[Objetivo do exercício] Por favor, transcreva sem nenhuma alteração um trecho do texto da página: comece nas palavras "Conforme os dados" e pare logo depois de "estatisticamente significante (p<0,02).".

[Texto da página]

______________________________

Em seguida, foram analisados e tratados estatisticamente, onde se realizou uma análise descritiva dos dados, calculando frequência e percentual para as variáveis categóricas. Para as variáveis quantitativas foi calculado a média e o desvio padrão. Com o objetivo de identificar fatores que estejam associados com o local do câncer, se realizou um ANOVA com comparações múltiplas de Tukey, para as variáveis quantitativas e Teste qui-quadrado e Teste Exato de Fisher para as variáveis categóricas.
Os dados foram analisados no software SPSS 12.0 e o nível mínimo de significância adotado foi de 5%.
RESULTADOS
Os tipos histológicos de câncer de boca encontrados neste trabalho foram carcinoma espino-celular (56), linfoma não-Hodgkin (3), carcinoma de células basais de glândulas salivares (1), linfoma difuso de grandes células (1), sarcoma de Kaposi (5), carcinoma verrucoso (2), carcinoma adenóide cístico (2), carcinoma basocelular (1), adenocarcinoma (1) e neoplasia de origem vascular (1), onde carcinoma espino-celular, linfoma não-Hogdkin e sarcoma de Kaposi foram avaliados estatisticamente estatisticamente separados e o restante dos tipos histológicos encontrados nesta pesquisa entraram na categoria "outros" (Gráfico 1).
Conforme os dados obtidos, observou-se que 78,08% dos indivíduos acometidos por câncer bucal eram do sexo masculino e 21,92% do feminino. A faixa etária variou dos 27 aos 84 anos, onde 68,49% situavam-se acima dos 50 anos de idade, cuja média foi de 56,2 anos com desvio padrão de ±10,8 (Gráfico 2).
Ao analisar a prevalência de tabagistas, 61,64% (45) dos pacientes que desenvolveram câncer de boca eram tabagistas e 32,87% (24) dos pacientes afirmaram não fumar atualmente, mas dezesseis pacientes eram ex-tabagistas. Em 5,47% (4) não havia nenhuma informação registrada no prontuário referente a este dado. A relação do tabagismo com o câncer bucal foi estatisticamente significante (p<0,02).

______________________________

[Conjunto de registros]

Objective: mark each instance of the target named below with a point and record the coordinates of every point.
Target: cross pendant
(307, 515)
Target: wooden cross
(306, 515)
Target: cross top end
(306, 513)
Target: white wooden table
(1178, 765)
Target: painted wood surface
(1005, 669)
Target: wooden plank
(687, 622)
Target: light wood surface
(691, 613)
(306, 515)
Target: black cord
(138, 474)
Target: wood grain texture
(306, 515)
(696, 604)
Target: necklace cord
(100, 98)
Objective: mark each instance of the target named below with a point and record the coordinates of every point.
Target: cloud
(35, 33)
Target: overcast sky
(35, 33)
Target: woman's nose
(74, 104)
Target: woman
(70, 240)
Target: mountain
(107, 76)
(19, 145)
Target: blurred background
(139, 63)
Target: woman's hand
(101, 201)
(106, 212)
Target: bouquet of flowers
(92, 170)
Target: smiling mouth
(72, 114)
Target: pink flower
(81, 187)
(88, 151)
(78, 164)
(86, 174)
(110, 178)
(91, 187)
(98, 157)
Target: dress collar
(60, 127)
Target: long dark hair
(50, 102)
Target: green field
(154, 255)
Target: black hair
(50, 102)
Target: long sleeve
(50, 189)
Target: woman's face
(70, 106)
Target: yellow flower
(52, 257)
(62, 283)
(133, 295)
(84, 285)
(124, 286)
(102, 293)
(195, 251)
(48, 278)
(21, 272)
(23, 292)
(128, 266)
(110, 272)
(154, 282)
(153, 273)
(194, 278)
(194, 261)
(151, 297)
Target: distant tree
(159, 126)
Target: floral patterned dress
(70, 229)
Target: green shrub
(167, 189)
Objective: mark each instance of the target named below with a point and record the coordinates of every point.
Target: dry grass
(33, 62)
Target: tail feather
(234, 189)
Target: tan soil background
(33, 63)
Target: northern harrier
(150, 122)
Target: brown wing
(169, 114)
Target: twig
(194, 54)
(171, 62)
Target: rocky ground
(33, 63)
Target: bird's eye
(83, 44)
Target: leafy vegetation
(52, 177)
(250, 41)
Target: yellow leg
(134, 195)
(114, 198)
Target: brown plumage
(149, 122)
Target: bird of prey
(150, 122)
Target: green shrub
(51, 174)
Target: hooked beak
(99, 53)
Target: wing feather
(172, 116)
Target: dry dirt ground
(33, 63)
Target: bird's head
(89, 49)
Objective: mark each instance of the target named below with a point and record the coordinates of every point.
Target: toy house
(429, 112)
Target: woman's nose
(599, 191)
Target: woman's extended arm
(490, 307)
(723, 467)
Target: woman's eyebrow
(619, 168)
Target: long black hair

______________________________

[Solução]
Conforme os dados obtidos, observou-se que 78,08% dos indivíduos acometidos por câncer bucal eram do sexo masculino e 21,92% do feminino. A faixa etária variou dos 27 aos 84 anos, onde 68,49% situavam-se acima dos 50 anos de idade, cuja média foi de 56,2 anos com desvio padrão de ±10,8 (Gráfico 2).
Ao analisar a prevalência de tabagistas, 61,64% (45) dos pacientes que desenvolveram câncer de boca eram tabagistas e 32,87% (24) dos pacientes afirmaram não fumar atualmente, mas dezesseis pacientes eram ex-tabagistas. Em 5,47% (4) não havia nenhuma informação registrada no prontuário referente a este dado. A relação do tabagismo com o câncer bucal foi estatisticamente significante (p<0,02).